* begin DOCUMENT TEXT *

Wednesday, January 16, 2013

La défense du Fort Miami


Fort Miami du Lac sits above the dry canal on the border between Niliacus and the Mare Acidalium - 300 miles south-east of Idaeus Fons. The canal has long since ceased to carry water, but still carries trade, as the caravans from Niliacus, Oxia and Thymiamata make their way via the canal bed to the markets of Idaeus Fons. These caravans must pass through the sleepy customs station at Fort Miami du Lac.

All is not as it appears, as the princes of the Mare Acidalium, angered by French encroachments on their territories, arrange for a force of "bandits" to capture the French fort.

Some members of the Rattrap Hill Mob (Rob T., aka Major d'Onri and Mike L. aka Dr. Goldwyrm) assembled at Maplewood Hobbies to give this scenario a try. Both had played Soldiers' Companion before, though neither was by any means an expert in the mechanics.  Fortunately, Soldier's Companion is a pretty intuitive system, once you get to know it.

Garrison of Fort Miami - Major d'Onri
1 Platoon, 22e Compagnie, 3ème Troop de Marine           V1 – 5 Regulars
Compagnie"C", 1er Tirailleurs Martien                              T2 – 10 Regulars 
5ème Milice (one War band)                                            T1 – 20 Irregulars
Artillerie de la Garnison                                                 T2 (Tirailleurs seconded)

The Marines were armed with Lebel Bolt-action rifles, the Tirailleurs were armed with the Gras breech loader, and the militia were armed with rifled muskets. The garrison artillery was a single 80mm piece de Bange (equivalent to the British 7-pdr Mountain Howitzer).

* end DOCUMENT TEXT *
* begin DATA LINES *

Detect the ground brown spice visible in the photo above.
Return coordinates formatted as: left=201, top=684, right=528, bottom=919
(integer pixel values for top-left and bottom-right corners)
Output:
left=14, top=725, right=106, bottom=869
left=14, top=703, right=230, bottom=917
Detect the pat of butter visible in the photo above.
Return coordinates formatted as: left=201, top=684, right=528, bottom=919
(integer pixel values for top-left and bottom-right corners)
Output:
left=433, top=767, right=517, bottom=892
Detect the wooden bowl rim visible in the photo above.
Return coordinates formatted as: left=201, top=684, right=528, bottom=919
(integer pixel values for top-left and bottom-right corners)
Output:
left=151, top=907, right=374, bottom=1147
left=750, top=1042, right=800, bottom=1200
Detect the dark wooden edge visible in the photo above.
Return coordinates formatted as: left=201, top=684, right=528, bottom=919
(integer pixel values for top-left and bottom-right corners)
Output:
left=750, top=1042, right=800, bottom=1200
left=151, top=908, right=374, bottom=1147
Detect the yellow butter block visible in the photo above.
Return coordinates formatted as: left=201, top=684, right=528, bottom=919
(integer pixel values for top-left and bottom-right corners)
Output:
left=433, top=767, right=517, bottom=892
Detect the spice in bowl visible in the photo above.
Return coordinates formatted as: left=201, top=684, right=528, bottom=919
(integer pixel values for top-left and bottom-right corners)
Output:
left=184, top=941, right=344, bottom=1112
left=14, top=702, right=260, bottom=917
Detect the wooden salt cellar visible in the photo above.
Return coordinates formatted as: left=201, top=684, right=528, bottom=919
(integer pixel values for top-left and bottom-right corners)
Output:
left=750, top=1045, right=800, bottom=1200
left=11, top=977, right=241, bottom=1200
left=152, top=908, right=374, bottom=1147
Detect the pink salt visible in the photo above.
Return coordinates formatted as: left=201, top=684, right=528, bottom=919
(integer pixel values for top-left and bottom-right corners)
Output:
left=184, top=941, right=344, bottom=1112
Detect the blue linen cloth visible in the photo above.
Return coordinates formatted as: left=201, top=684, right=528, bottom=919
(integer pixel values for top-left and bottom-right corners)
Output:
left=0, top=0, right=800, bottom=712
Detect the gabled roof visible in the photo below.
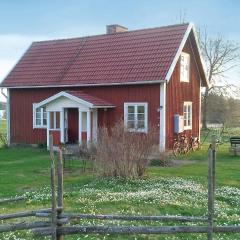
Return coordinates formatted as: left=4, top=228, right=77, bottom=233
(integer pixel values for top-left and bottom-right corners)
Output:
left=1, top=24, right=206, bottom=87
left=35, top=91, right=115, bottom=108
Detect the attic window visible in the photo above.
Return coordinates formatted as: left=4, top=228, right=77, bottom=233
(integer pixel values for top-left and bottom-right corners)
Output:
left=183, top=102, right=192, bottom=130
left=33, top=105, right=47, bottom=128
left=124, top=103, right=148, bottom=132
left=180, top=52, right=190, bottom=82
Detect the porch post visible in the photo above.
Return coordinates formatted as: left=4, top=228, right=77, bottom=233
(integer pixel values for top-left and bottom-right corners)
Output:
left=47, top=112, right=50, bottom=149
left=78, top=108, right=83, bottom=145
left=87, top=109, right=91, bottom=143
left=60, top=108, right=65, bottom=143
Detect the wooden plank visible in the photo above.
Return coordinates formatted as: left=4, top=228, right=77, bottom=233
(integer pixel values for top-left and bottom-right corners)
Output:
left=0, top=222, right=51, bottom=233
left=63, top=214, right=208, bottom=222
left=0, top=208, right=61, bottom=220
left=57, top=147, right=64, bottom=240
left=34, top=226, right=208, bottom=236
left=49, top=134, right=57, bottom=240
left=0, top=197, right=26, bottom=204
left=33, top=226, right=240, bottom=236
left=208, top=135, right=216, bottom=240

* end DATA LINES *
* begin DATA LINES *

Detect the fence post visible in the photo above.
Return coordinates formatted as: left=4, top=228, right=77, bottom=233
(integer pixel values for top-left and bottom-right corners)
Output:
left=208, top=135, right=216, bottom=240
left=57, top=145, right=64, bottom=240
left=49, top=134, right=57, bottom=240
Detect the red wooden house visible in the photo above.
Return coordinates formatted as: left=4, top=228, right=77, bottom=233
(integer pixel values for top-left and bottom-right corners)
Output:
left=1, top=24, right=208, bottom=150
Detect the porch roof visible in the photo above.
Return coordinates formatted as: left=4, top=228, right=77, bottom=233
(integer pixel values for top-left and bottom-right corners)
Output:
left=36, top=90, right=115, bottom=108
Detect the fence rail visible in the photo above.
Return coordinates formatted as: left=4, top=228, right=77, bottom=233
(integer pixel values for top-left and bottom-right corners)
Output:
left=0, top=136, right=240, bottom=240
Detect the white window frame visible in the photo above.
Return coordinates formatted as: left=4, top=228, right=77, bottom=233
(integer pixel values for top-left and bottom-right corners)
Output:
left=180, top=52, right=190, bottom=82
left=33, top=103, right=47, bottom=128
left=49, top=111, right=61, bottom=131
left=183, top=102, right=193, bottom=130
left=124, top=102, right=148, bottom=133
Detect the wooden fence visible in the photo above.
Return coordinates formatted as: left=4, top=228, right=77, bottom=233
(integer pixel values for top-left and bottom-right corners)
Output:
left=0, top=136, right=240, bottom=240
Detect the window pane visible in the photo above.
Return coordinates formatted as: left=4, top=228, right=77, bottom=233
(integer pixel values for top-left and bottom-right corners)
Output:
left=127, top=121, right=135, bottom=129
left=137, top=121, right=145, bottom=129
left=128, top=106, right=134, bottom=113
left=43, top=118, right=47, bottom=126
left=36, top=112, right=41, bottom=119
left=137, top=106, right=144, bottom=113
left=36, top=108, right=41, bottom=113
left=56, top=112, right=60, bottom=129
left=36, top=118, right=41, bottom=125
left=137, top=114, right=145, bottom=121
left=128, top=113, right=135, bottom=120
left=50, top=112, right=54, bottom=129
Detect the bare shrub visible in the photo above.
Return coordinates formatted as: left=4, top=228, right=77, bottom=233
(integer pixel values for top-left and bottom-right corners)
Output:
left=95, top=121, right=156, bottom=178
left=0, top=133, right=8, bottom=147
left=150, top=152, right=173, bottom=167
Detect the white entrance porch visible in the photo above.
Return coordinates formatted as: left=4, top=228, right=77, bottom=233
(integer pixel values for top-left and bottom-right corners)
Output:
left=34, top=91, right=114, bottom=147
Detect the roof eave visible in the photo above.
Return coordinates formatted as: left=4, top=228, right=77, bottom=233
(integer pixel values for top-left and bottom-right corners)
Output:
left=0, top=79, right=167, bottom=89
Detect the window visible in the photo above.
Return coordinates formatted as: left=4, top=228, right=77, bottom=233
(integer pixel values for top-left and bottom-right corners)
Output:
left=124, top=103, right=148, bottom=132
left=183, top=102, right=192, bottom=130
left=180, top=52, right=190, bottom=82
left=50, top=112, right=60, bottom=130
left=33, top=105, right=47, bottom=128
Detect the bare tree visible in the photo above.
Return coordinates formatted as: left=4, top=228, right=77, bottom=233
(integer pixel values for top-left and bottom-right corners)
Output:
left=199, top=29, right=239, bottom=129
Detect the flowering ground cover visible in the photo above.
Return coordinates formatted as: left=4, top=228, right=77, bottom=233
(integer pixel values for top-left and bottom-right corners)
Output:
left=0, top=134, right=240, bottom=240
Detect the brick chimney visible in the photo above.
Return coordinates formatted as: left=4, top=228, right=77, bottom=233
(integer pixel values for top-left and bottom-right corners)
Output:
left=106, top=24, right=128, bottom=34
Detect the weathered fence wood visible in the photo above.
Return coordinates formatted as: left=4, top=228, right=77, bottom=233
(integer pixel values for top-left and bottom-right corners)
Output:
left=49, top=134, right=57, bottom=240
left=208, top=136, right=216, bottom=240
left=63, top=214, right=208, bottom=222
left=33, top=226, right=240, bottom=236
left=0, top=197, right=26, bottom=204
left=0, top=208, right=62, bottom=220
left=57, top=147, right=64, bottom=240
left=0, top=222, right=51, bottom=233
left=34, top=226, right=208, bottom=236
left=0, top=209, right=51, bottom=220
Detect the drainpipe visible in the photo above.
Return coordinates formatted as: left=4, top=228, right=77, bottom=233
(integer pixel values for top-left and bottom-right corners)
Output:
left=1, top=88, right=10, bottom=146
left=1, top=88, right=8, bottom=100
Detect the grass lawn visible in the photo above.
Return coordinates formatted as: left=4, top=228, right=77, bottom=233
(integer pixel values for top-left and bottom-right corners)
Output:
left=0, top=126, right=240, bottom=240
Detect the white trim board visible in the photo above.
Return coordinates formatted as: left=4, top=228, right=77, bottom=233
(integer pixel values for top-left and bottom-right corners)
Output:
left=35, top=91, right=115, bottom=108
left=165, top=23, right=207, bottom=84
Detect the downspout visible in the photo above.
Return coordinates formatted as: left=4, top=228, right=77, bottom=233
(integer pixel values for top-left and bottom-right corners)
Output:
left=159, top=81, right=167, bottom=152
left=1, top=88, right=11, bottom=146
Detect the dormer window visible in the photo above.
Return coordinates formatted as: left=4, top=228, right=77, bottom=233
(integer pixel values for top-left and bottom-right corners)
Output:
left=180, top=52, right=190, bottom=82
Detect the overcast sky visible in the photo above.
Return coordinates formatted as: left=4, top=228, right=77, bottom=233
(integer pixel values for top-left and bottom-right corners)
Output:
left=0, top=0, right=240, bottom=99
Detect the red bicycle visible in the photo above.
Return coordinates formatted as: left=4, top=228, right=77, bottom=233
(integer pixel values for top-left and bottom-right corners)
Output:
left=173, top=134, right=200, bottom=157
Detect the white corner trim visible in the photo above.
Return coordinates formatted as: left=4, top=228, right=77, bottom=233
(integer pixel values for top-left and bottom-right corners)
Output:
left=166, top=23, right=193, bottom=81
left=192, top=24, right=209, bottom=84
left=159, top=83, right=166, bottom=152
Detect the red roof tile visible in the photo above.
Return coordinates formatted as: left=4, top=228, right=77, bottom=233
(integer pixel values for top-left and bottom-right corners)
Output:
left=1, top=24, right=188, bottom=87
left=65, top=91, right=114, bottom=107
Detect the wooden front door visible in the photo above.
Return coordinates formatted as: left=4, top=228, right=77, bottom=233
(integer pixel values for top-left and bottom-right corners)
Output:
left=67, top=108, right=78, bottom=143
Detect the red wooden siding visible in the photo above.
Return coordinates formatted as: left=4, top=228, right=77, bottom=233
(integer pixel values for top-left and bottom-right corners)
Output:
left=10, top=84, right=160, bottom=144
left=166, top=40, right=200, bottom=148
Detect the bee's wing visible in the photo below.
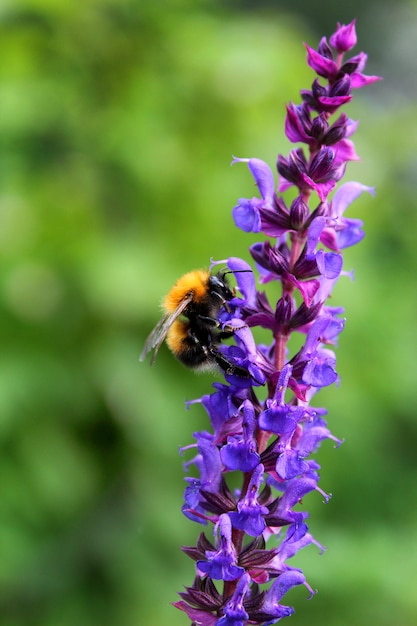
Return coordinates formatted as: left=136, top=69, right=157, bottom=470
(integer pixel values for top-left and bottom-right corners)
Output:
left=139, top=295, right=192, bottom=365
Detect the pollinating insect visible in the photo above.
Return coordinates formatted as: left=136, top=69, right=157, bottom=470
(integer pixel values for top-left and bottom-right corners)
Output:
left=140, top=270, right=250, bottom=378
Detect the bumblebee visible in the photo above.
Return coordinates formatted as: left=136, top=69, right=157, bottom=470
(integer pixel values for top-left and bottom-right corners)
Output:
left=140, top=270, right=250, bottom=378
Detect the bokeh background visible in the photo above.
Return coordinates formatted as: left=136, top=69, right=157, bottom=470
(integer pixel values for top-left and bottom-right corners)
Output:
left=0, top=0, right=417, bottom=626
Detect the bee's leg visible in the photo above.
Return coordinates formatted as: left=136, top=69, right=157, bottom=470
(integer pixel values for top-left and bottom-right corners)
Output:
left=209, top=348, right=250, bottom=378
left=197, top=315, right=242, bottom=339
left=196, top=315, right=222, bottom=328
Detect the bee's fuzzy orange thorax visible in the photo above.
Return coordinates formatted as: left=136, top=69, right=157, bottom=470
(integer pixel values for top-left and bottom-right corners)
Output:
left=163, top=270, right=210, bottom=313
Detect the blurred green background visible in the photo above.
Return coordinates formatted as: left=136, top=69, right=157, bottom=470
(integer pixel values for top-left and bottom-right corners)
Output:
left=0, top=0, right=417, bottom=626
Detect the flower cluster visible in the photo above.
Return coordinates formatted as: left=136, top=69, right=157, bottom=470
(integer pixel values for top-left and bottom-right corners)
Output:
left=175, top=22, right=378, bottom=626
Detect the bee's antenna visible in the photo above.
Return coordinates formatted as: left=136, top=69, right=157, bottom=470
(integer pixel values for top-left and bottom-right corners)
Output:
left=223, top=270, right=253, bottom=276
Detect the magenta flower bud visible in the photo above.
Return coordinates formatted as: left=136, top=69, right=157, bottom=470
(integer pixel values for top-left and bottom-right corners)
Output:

* end DATA LINES *

§ TASK OBJECTIVE
Continue the Fort Miami du Lac battle report from its last sentence onward.

§ EXERCISE RESULT
There was also a mounted troop of Chasseurs de Mars, from the garrison, out on canal patrol.  The French would have to dice for them to arrive.

The  5ème Milice (5th Militia) were one of the more interesting units in the game - comprised of elements of the old Idaeus Fons Royal Army, they had been defeated by the French in several battles in the late 1870's, so were the equivalent of Egyptian Fellahin after Sir Garnet Wolsely gave it to them laldie in 1882.

Acidialium Freebooters - Pyrate King Goldwyrm
4 Foot Warbands                     X2 Irregulars
2 Heavy Cannon                       X1 Regulars (Niliacus Volunteers)

Nothing terribly special about the indigs, half shooters, half cutters - excepting that as they were not Œnotrians there were no shield gunners, and the foot were all irregulars.  Since the ranks were a bit depleted by the shield gunners being rendered hors le combat, I allowed the Martians to combine the shooter half-companies together to give them some kick and a bit of staying power.

The Fort was set up to resemble some brick/adobe buildings and an ancient Seldon-era ravellin. The French gun was placed in the revetment.  I gave Major d'Onri the option of placing a detachment well forward in the customs house, but he wisely decided to keep his forces concentrated.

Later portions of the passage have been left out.